►

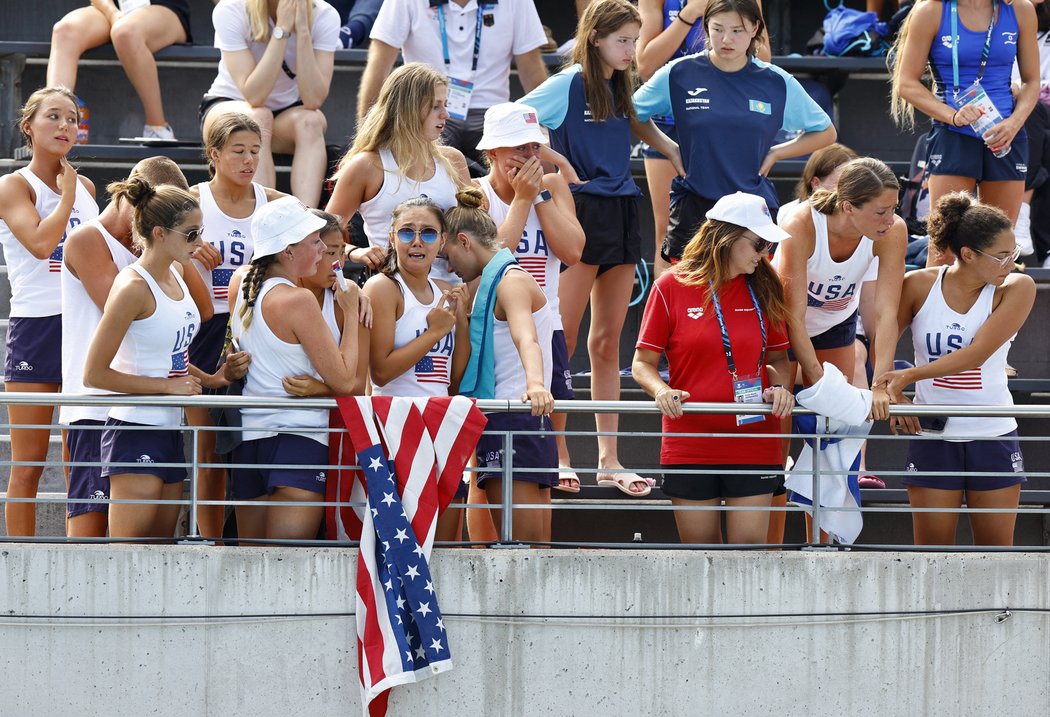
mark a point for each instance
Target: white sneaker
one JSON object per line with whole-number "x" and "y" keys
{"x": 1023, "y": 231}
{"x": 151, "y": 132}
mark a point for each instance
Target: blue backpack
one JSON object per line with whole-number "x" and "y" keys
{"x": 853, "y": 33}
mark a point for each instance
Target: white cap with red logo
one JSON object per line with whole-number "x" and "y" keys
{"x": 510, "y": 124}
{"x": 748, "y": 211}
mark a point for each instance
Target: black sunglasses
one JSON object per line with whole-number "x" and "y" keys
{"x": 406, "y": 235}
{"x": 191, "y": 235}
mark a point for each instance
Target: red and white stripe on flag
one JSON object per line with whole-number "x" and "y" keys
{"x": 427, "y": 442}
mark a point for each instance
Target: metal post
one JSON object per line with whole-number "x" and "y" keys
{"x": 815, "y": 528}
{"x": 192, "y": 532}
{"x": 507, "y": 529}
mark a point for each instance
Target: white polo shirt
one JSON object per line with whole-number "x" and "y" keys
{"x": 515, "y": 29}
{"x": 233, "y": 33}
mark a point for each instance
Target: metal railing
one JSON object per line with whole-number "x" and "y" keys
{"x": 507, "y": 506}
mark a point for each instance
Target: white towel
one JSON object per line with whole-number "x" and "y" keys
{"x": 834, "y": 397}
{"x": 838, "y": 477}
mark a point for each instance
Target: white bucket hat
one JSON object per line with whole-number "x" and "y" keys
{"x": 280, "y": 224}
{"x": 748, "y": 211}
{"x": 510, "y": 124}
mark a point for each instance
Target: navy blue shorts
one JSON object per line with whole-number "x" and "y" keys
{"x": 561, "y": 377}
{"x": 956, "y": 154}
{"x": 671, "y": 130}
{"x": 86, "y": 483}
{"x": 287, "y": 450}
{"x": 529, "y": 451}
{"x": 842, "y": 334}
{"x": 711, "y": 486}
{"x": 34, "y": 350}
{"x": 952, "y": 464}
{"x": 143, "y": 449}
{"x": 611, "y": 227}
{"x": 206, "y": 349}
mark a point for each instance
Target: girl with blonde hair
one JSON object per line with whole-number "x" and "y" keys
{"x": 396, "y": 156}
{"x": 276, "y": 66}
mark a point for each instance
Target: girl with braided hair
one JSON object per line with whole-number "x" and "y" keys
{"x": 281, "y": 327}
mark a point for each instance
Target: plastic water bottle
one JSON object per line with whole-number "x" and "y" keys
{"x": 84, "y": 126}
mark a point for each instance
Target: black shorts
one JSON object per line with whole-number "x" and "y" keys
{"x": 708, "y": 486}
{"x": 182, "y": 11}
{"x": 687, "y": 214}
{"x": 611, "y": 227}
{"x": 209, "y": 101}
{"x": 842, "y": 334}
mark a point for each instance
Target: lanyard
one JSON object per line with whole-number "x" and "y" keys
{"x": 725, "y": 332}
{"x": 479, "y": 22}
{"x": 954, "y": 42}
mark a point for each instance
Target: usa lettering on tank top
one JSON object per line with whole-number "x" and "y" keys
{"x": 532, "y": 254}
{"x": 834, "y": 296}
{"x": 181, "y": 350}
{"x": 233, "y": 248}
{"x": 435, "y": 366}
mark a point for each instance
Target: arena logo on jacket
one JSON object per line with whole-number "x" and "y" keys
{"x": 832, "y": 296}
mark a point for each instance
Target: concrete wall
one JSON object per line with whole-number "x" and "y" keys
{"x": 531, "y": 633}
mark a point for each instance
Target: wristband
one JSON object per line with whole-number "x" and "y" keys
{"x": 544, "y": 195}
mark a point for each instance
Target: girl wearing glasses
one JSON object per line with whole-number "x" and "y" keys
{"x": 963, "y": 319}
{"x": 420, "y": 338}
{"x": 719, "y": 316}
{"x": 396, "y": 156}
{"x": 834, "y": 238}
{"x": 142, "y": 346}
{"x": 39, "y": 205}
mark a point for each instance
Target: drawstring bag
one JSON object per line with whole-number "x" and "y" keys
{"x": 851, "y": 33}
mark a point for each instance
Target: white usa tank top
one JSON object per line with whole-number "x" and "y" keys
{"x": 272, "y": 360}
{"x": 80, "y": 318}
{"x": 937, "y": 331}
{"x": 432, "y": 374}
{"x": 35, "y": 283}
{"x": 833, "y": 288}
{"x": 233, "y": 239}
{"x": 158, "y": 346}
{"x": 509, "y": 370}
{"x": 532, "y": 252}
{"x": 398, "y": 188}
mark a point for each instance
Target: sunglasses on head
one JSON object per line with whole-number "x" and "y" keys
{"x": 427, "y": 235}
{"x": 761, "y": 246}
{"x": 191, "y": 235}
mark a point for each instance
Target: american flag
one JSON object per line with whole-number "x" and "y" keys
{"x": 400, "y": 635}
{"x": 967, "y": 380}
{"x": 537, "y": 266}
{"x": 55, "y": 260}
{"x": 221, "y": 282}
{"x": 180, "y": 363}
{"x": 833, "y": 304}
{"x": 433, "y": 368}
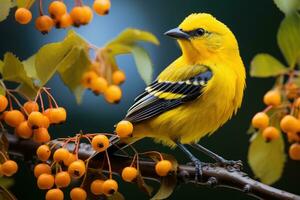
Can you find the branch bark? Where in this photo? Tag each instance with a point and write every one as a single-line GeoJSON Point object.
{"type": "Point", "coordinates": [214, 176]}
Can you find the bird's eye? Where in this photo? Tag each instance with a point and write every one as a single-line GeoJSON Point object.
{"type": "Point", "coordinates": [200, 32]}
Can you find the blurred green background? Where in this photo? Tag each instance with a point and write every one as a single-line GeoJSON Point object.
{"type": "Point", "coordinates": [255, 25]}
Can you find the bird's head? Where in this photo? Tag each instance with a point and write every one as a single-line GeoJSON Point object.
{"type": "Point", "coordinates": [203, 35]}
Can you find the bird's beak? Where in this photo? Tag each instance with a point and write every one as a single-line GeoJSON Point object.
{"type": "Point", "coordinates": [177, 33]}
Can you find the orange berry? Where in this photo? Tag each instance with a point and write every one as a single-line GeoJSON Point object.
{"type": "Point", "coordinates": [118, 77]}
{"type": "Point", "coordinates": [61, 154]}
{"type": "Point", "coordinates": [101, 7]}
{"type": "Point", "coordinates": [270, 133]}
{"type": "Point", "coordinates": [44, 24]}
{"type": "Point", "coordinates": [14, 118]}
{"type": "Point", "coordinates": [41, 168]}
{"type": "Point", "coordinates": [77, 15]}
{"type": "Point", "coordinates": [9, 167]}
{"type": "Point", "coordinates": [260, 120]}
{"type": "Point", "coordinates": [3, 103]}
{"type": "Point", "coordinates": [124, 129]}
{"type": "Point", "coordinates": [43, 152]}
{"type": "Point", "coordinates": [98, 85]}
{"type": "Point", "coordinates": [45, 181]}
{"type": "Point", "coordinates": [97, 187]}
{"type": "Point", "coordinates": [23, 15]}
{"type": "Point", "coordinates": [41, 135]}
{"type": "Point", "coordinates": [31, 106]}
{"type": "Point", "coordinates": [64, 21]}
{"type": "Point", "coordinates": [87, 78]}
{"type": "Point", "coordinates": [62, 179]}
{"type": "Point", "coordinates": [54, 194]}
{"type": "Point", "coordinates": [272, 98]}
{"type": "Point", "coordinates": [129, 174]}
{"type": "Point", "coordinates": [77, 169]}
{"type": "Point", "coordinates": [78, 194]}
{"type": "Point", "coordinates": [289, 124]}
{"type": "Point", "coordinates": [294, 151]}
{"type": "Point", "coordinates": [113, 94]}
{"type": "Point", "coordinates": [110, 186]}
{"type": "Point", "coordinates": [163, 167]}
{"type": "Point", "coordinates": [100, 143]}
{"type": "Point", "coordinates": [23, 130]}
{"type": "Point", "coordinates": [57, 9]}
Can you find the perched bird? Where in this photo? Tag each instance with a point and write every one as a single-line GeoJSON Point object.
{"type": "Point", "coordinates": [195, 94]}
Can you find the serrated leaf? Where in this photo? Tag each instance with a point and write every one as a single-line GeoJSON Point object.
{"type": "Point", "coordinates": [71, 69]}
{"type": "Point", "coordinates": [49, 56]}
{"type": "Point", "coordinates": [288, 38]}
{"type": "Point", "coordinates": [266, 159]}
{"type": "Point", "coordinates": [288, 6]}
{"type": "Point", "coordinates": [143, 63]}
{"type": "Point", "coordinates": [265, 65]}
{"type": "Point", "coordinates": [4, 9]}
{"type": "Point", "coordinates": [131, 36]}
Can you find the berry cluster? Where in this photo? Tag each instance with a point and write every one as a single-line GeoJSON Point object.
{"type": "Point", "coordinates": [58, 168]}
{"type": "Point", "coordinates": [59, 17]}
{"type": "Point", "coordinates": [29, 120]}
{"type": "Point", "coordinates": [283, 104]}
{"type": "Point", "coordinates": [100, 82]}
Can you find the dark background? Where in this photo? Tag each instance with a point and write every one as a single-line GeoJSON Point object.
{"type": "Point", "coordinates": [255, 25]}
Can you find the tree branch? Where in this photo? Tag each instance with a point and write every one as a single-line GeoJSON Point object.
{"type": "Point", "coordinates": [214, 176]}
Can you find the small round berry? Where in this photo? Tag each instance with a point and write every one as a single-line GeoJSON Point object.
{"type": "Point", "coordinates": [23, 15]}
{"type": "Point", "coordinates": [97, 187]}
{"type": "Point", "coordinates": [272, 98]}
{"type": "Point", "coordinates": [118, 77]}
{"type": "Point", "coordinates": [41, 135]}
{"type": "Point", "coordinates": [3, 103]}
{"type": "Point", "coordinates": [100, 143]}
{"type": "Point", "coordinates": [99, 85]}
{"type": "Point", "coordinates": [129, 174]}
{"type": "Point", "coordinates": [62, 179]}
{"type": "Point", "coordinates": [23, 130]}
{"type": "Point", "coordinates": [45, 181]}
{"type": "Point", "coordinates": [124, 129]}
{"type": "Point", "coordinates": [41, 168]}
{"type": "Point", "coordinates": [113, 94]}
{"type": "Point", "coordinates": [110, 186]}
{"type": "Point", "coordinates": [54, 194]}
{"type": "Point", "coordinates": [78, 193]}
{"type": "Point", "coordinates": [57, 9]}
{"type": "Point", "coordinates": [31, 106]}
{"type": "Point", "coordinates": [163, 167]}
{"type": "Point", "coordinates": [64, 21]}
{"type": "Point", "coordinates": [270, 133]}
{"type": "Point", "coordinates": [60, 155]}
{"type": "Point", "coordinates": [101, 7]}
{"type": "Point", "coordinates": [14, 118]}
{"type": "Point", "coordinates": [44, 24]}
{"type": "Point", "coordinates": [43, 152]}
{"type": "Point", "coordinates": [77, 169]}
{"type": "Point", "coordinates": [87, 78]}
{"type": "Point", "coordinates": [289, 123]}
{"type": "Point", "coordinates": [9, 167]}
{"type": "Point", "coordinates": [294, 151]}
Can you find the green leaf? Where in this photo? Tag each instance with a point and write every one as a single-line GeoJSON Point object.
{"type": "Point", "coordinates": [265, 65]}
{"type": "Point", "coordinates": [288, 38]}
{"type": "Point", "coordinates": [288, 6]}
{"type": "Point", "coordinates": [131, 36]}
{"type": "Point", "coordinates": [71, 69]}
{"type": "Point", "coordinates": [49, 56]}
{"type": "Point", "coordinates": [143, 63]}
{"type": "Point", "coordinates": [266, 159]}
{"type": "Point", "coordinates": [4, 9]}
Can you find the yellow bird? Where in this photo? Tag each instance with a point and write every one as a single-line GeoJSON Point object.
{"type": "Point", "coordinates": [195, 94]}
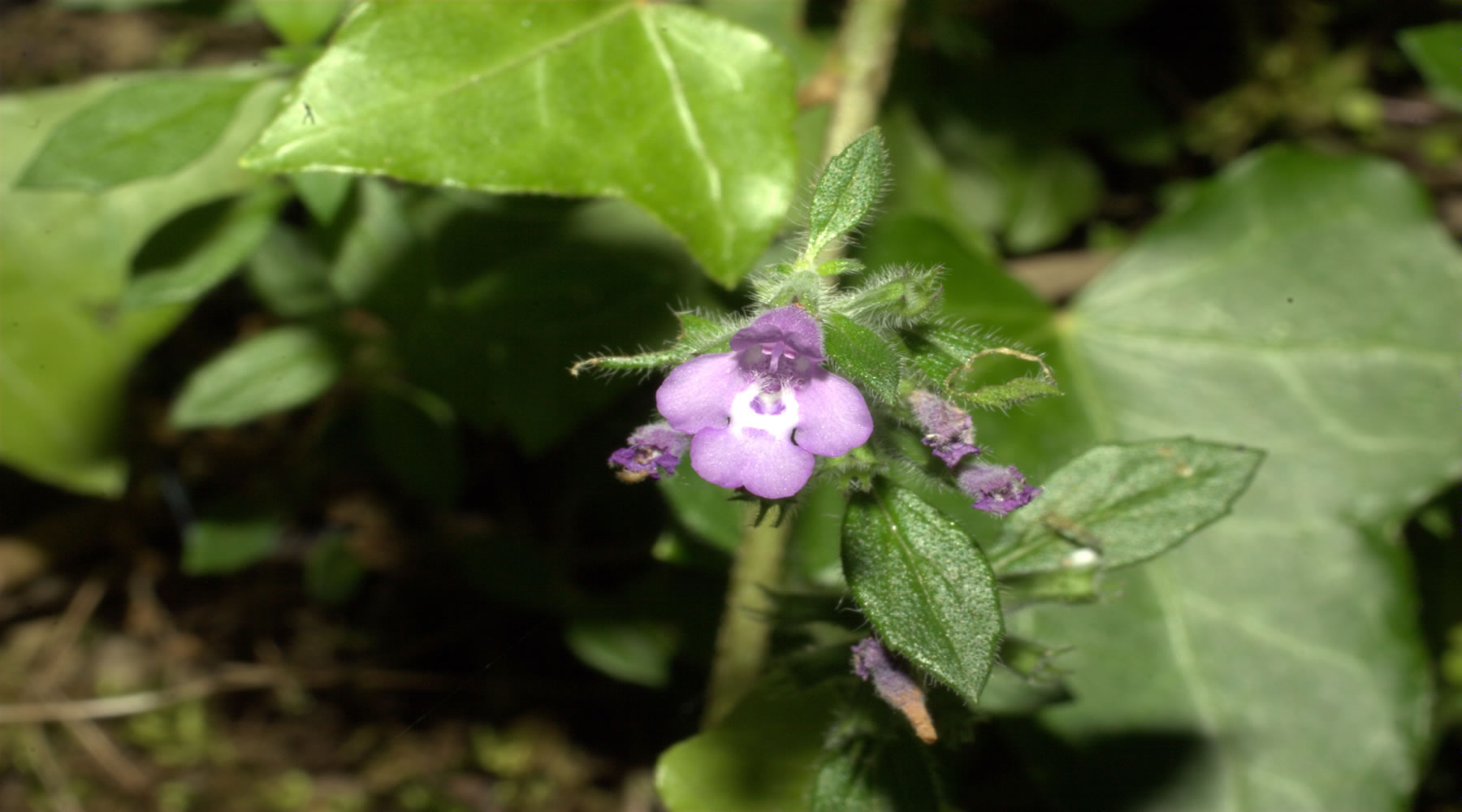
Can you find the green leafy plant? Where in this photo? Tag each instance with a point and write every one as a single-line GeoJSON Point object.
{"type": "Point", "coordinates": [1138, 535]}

◄

■ **YOUR ASSIGNMENT**
Starting with the first line of the data above and ending with the line containing "Target: red and white stripe on flag", please restate every line exactly, leaving images out.

■ **WRITTEN RESPONSE**
mark a point for each instance
Target: white sneaker
one JSON object per line with whole-number "x" and "y" keys
{"x": 1023, "y": 231}
{"x": 151, "y": 132}
mark a point for each instance
Target: blue backpack
one JSON object per line with whole-number "x" and "y" keys
{"x": 853, "y": 33}
mark a point for each instance
Target: white cap with red logo
one JSON object per line with whole-number "x" and "y" keys
{"x": 510, "y": 124}
{"x": 748, "y": 211}
mark a point for each instance
Target: black sunglasses
one JSON object per line with whole-number "x" and "y" keys
{"x": 406, "y": 235}
{"x": 191, "y": 235}
mark a point for each instance
Target: red and white stripe on flag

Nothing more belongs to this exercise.